(Exercise requirements):
Please lay out the items as a numbered list, starting with the line containing "Find the car" and going on through the last line of the items. Leave out any blank lines.

[Location annotation dataset excerpts]

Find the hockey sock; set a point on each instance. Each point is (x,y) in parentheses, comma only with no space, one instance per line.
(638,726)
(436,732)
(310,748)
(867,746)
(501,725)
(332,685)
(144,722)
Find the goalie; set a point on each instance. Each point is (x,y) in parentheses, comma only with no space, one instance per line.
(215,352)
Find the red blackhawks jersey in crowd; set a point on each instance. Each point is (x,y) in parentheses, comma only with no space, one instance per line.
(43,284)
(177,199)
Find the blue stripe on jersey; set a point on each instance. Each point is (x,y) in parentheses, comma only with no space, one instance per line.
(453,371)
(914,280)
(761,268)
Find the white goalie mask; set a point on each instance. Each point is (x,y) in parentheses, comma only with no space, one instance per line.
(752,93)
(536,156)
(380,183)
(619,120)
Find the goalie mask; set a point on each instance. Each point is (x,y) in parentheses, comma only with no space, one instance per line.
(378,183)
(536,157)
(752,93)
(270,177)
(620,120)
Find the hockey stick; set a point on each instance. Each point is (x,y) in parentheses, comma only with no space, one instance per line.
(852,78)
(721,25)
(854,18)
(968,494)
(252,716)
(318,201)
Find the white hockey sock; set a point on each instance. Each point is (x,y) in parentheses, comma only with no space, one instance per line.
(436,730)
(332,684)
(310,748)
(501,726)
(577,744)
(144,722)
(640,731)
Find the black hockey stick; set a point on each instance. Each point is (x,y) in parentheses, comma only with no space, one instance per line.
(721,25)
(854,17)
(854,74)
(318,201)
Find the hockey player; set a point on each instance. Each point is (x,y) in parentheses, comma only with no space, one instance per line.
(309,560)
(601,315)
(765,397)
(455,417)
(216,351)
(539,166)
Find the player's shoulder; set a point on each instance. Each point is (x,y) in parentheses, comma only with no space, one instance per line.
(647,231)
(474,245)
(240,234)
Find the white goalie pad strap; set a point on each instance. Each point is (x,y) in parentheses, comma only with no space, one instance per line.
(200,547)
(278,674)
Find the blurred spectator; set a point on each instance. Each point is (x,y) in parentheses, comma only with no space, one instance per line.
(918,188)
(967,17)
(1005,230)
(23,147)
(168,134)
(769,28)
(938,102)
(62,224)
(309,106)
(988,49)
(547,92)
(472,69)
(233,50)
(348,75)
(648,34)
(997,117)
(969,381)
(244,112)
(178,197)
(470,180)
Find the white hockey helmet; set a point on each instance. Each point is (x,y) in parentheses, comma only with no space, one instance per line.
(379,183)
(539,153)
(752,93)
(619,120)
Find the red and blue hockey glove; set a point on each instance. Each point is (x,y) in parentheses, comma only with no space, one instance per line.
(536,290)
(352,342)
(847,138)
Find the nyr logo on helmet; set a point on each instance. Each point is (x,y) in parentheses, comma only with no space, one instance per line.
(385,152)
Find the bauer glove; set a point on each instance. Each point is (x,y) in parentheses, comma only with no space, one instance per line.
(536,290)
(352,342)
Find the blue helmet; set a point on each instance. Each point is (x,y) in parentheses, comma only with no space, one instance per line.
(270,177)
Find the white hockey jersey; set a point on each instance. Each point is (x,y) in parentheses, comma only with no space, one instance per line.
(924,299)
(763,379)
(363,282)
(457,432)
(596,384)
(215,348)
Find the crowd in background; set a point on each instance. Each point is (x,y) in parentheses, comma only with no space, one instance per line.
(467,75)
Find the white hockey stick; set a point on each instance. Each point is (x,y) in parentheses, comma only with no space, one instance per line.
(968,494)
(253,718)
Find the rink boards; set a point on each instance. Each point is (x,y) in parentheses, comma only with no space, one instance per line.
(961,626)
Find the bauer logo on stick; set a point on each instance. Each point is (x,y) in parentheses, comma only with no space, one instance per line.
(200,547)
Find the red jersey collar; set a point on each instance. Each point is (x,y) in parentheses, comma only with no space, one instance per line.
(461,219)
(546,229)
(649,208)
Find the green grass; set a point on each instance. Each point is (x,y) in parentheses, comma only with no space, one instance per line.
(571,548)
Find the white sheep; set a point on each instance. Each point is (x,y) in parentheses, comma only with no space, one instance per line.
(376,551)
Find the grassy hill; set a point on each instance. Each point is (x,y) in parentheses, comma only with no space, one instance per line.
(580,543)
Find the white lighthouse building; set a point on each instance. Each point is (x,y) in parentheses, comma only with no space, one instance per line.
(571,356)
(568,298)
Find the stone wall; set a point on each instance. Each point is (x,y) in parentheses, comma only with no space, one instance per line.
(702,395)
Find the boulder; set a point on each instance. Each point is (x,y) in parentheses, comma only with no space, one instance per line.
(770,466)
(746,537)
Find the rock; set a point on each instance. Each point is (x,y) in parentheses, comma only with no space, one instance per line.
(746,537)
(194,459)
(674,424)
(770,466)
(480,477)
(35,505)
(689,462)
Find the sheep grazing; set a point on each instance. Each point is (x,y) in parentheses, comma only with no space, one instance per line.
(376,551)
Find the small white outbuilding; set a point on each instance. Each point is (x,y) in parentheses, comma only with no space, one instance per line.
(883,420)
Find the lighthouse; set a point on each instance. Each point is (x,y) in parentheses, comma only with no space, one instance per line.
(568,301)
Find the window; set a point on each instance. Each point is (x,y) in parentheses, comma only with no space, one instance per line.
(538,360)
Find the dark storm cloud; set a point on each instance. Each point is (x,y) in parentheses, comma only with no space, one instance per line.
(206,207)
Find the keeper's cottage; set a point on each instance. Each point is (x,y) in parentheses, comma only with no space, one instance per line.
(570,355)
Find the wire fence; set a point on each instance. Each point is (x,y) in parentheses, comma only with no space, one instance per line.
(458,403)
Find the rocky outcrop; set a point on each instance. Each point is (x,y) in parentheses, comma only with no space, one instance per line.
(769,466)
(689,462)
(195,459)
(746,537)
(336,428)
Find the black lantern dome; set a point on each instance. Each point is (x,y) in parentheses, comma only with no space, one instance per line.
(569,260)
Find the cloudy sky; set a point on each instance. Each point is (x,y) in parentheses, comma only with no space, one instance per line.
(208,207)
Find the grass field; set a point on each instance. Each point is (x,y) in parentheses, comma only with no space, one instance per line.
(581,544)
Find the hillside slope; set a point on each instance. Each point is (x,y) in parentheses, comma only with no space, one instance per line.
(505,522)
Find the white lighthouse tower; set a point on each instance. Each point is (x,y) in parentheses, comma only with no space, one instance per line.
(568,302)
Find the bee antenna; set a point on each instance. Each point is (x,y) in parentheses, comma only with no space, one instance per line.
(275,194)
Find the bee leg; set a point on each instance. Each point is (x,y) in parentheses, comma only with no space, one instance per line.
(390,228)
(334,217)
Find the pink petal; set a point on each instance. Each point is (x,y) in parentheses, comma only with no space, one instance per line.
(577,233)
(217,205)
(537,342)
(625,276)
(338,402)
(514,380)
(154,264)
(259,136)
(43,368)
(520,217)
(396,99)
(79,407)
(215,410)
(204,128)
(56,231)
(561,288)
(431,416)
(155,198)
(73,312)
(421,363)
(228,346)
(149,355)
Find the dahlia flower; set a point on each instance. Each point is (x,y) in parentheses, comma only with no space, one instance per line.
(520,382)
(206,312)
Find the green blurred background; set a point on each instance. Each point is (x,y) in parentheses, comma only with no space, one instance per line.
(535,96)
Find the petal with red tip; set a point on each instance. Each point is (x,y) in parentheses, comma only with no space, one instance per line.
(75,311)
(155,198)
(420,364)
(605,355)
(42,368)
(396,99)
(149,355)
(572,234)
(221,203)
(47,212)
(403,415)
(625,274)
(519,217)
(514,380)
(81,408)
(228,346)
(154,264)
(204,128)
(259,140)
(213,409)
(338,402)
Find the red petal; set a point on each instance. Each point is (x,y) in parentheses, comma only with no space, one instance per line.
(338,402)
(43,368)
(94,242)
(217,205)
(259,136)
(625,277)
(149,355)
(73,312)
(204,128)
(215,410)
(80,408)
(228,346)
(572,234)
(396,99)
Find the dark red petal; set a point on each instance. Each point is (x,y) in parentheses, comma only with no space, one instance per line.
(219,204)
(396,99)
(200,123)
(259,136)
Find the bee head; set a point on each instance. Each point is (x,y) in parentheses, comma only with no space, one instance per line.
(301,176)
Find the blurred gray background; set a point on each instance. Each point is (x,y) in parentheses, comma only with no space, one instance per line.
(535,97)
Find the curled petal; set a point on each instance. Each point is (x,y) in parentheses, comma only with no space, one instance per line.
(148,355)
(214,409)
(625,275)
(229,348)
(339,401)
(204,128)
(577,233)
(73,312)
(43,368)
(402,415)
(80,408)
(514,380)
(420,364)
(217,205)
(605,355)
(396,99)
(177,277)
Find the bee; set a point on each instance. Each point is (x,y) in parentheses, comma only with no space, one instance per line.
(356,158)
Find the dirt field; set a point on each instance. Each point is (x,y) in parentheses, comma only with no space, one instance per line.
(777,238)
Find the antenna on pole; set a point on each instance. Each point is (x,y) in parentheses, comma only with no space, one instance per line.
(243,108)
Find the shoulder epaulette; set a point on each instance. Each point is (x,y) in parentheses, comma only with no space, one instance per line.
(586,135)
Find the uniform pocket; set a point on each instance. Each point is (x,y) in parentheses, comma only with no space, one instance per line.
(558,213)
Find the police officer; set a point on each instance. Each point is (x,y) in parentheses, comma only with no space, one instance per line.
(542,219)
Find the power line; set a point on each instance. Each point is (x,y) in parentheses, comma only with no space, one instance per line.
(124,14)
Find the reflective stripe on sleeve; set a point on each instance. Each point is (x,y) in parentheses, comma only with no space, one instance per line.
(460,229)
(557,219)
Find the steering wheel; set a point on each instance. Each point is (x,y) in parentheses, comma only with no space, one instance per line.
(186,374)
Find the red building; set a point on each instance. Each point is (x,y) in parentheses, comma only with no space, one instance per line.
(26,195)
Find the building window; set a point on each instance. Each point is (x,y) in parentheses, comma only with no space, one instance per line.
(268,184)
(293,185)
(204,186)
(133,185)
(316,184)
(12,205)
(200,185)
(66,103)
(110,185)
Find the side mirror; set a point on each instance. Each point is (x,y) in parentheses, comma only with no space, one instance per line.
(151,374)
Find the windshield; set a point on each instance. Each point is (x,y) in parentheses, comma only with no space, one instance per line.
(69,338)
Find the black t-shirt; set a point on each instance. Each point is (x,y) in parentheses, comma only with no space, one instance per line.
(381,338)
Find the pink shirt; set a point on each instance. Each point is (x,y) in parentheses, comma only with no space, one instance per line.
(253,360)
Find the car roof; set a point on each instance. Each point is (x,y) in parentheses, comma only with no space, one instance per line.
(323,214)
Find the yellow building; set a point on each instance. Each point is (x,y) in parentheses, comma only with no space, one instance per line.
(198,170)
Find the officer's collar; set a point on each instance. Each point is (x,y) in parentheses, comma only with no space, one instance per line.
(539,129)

(Solution):
1. Find the car roof; set a point on each instance. Each point is (x,y) in parentheses, comma only with no space, one instance per line.
2. (323,214)
3. Find the yellow building; set a point on each instance. Each point is (x,y) in parentheses, comma only with no space, one instance per line.
4. (198,170)
5. Find the officer's collar; set a point on each instance. Each point is (x,y) in parentheses, comma only with no space, one instance per line.
6. (539,129)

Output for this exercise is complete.